**PROBLEM STATEMENT:** Write out every one of the rows below word for word, and leave the pictures out of your answer.

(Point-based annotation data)

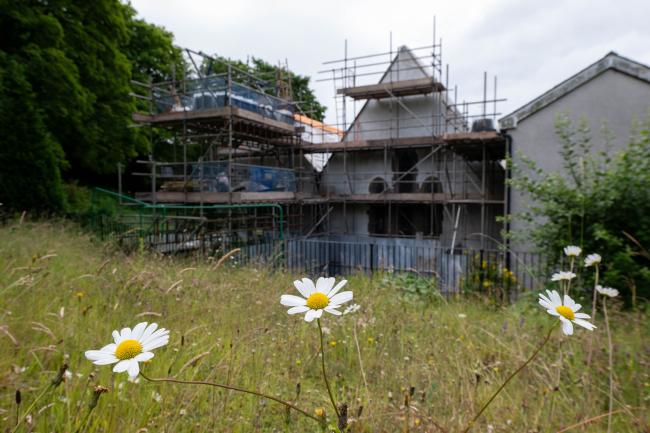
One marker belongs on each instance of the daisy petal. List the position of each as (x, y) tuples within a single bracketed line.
[(341, 298), (138, 330), (122, 366), (313, 314), (125, 334), (298, 309), (100, 358), (324, 285), (336, 288), (302, 288), (333, 310), (292, 301), (584, 324), (149, 330), (134, 368), (144, 356), (309, 285), (567, 327), (555, 298), (109, 348)]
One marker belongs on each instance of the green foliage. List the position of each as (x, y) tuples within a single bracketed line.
[(62, 294), (65, 89), (605, 196), (299, 83), (412, 286), (487, 274), (30, 158)]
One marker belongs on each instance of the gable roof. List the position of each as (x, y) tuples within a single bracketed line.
[(404, 54), (611, 61)]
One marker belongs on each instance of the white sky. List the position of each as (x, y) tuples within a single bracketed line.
[(529, 45)]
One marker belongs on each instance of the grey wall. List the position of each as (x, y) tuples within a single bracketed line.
[(612, 97)]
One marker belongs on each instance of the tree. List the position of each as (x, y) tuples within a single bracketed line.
[(30, 159), (605, 197)]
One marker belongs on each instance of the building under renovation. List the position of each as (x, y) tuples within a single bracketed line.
[(408, 178)]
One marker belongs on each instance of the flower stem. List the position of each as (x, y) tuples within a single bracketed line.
[(503, 385), (611, 366), (327, 383), (593, 318), (233, 388), (31, 406)]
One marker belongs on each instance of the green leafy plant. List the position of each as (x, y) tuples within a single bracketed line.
[(604, 196)]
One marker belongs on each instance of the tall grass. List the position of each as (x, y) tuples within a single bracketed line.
[(400, 363)]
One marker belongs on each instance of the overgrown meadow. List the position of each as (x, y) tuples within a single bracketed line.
[(401, 363)]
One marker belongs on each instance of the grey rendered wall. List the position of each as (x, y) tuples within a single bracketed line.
[(612, 97)]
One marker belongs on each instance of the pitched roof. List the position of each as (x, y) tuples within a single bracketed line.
[(611, 61), (404, 54)]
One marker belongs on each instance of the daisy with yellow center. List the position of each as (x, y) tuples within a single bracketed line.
[(567, 311), (130, 347), (592, 260), (323, 296)]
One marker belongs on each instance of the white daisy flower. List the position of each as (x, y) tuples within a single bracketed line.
[(130, 348), (567, 311), (607, 291), (592, 260), (572, 251), (317, 298), (563, 275), (352, 309)]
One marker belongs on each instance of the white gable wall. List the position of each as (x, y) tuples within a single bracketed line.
[(612, 97)]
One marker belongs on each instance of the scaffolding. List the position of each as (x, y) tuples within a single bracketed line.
[(406, 158), (414, 162)]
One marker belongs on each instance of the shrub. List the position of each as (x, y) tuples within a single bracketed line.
[(604, 198)]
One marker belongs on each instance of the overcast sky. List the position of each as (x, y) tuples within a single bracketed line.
[(529, 45)]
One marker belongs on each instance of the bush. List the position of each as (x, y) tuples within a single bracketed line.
[(604, 198)]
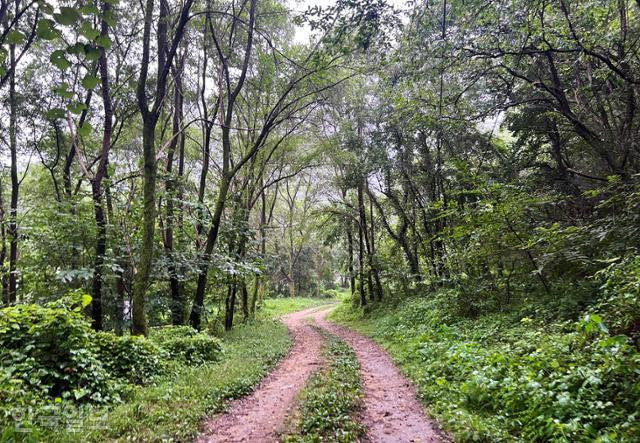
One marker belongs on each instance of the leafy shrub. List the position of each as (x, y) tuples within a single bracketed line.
[(49, 351), (620, 304), (188, 345), (133, 359), (166, 333), (502, 377)]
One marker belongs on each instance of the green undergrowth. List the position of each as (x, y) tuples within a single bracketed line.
[(509, 376), (330, 399), (172, 408), (160, 389)]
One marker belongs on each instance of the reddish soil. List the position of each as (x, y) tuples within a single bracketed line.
[(259, 417), (391, 412)]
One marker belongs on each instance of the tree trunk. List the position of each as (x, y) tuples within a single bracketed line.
[(198, 303), (177, 300), (15, 184), (96, 182), (139, 326)]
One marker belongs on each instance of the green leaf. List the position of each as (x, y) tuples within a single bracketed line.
[(110, 18), (90, 81), (63, 91), (89, 10), (91, 53), (85, 129), (59, 60), (67, 16), (76, 49), (76, 107), (88, 31), (103, 41), (55, 113), (15, 37), (46, 30)]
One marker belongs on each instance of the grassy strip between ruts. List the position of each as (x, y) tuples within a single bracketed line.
[(329, 401), (173, 406)]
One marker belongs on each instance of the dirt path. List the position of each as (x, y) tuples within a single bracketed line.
[(392, 412), (258, 418)]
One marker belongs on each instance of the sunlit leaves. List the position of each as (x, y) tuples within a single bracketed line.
[(67, 16), (90, 81), (15, 37), (85, 129), (59, 59), (46, 30)]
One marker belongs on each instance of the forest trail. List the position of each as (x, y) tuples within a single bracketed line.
[(259, 417), (391, 412)]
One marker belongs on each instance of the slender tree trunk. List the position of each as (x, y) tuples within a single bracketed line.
[(363, 296), (3, 248), (177, 300), (148, 230), (15, 184), (96, 183), (198, 303)]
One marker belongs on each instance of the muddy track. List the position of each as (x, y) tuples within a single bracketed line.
[(259, 417), (391, 411)]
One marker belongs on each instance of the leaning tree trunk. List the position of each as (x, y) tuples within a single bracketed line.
[(15, 184), (96, 183)]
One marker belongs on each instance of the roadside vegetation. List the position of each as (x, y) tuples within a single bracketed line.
[(132, 388), (521, 375)]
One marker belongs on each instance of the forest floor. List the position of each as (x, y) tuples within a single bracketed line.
[(390, 411)]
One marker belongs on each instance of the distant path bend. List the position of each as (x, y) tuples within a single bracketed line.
[(391, 411)]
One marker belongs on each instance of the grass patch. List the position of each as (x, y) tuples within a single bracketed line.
[(173, 407), (508, 376), (330, 399)]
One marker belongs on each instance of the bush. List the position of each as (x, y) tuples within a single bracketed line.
[(48, 350), (130, 358), (504, 377), (188, 345)]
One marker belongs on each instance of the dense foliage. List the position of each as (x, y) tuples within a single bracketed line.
[(182, 161), (509, 376)]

**EXERCISE OUTPUT:**
One marker belongs on each instance of the daisy petal. List the position of each as (x, y) tuples within a single bracketed line.
[(341, 298), (138, 330), (122, 366), (313, 314), (125, 334), (298, 309), (100, 358), (324, 285), (336, 288), (302, 288), (333, 310), (292, 301), (584, 324), (149, 330), (134, 368), (144, 356), (309, 285), (567, 327), (555, 298), (109, 348)]
One marker belongs on each instance of the green foliage. List the position of each as (x, y) tuples within a single bracketed line.
[(62, 294), (65, 89), (605, 196), (299, 83), (412, 286), (487, 274), (30, 158)]
One marker belongs on each instance of the gable roof. List the position of each as (x, y) tuples within a single bracketed line.
[(404, 54), (611, 61)]
One marker belongs on each instance of the white sky. List the position of each as (x, y) tuples within a single bracketed line.
[(529, 45)]
One marker belongs on each instance of the grey wall. List the position of each as (x, y) tuples within a single bracketed line.
[(612, 97)]
One marker belongs on each instance of the tree. List the position of each as (x, y) tuples within a single bracketed line.
[(30, 159), (605, 197)]
One marker belongs on each instance of the building under renovation. List the position of each as (x, y) tuples within a single bracketed line.
[(408, 178)]
One marker belongs on each instance of the flower stem. List the position of each as (x, y) tuples within a single bracketed line.
[(503, 385), (611, 366), (327, 383), (593, 318), (233, 388), (31, 406)]
One marker belongs on each instance of the green leafy plant. List the position of each as (x, y) tuples within a single bracketed line.
[(604, 196)]
One marker belongs on each instance of the tall grass. List the position of each as (x, y) tuples within a single bracketed line.
[(400, 363)]
One marker belongs on each instance of the overgrown meadow. List the position of each as (x, y) tuples within a single bracketed line.
[(401, 363)]
One marker belongs on each instance of the grey rendered wall. List the position of each as (x, y) tuples within a single bracketed line.
[(612, 97)]
One marker belongs on each instance of the pitched roof. List the position of each as (x, y) tuples within a single bracketed line.
[(611, 61), (404, 54)]
One marker belongs on each instance of the daisy with yellow center. List the position of each as (x, y) tuples within a single bracketed line.
[(567, 311), (130, 347), (592, 260), (323, 296)]
One marker belongs on each instance of the white daisy flower. List the position of each as (x, y) tuples within a single bracketed line.
[(130, 348), (567, 311), (607, 291), (592, 260), (572, 251), (317, 298), (563, 275), (352, 309)]
One marker belongs on each instance of the white gable wall. List the position of each as (x, y) tuples within a single bracketed line.
[(612, 97)]
One marker belongs on each instance of the scaffolding. List the position of each as (x, y) tuples within a single bracketed line.
[(406, 158), (414, 162)]
One marker belongs on each instance of the shrub. List the position of each as (x, y) tuples within a single bracketed line.
[(604, 198)]
One marker belongs on each instance of the overcast sky. List the position of each as (x, y) tuples within a single bracketed line.
[(529, 45)]
One marker belongs on each instance of the bush. List the position of each as (x, y) tuples within a single bracketed line.
[(604, 198)]
One marker belongs on each instance of the leafy shrub. List the position of each as (x, y) tuples within a single bracketed line.
[(49, 351), (620, 304), (188, 345), (133, 359), (166, 333), (502, 377)]
One marker belongs on each instance of the green undergrowth. List the position of each as (x, y) tuples within a single bracketed line.
[(509, 376), (330, 399), (172, 408), (160, 389)]
One marker belongs on each instance of the reddish soil. List the position of each as (x, y) tuples within a single bracketed line.
[(259, 417), (391, 412)]
One marker belongs on each instance of the tree trunk. List the position of each as (x, y) tuples within a single bracketed line.
[(198, 303), (177, 300), (15, 184), (96, 182), (139, 326)]
One marker belongs on each instance of the green leaf. List the position of each as (x, y) tuples within a single bracketed line.
[(110, 18), (90, 81), (63, 91), (89, 10), (91, 53), (85, 129), (59, 60), (67, 16), (76, 49), (76, 107), (88, 31), (103, 41), (55, 113), (15, 37), (46, 30)]
One marker belongs on each instance of the grassy strip between ruts. List the position of each as (x, y) tuples within a single bracketed line.
[(329, 401), (173, 406)]
One marker belongs on each instance of the dirt path. List the position of each as (x, y) tuples within a single bracketed line.
[(392, 412), (258, 418)]
One marker belongs on each instance of the sunlit leaves. List the position of each as (x, y) tuples within a single bracketed line.
[(67, 16), (90, 81), (15, 37), (85, 129), (59, 59), (46, 30)]
One marker belongs on each instance of the forest trail. List the position of each as (x, y) tuples within a single bracketed line.
[(259, 417), (391, 412)]
One marker belongs on each instance of the slender tree trunk. List the position of each as (x, y) tuples within a single bracketed line.
[(363, 296), (3, 248), (177, 300), (148, 230), (15, 184), (96, 183), (198, 303)]
One marker belongs on each instance of the muddy track. List the position of each as (x, y) tuples within a single bracketed line.
[(259, 417), (391, 411)]
One marker belongs on each instance of the leaning tree trunk. List the position of each as (x, y) tuples within a single bracketed line.
[(15, 184), (96, 183)]
One marker belongs on each instance of the roadside vegetation. List the position of each as (x, y) tuples within a single bracketed line.
[(132, 388), (521, 375)]
One marker belongs on each instance of the forest floor. List the position of each as (x, y) tuples within a single bracketed line.
[(390, 411)]
One marker belongs on each instance of the distant path bend. List the position of each as (x, y) tuples within a single bracketed line.
[(391, 411)]
One marker belongs on each instance of the grass patch. List the position of each as (x, y) tuples within a single bracketed line.
[(173, 407), (508, 376), (330, 399)]
One marker belongs on each instance of the bush. List the position of each as (x, y) tuples within a single bracketed line.
[(48, 350), (130, 358), (504, 377), (188, 345)]
One marker belongs on each instance of the dense foliage. List the position of each as (x, y) tuples within a single bracketed line.
[(182, 161), (509, 376)]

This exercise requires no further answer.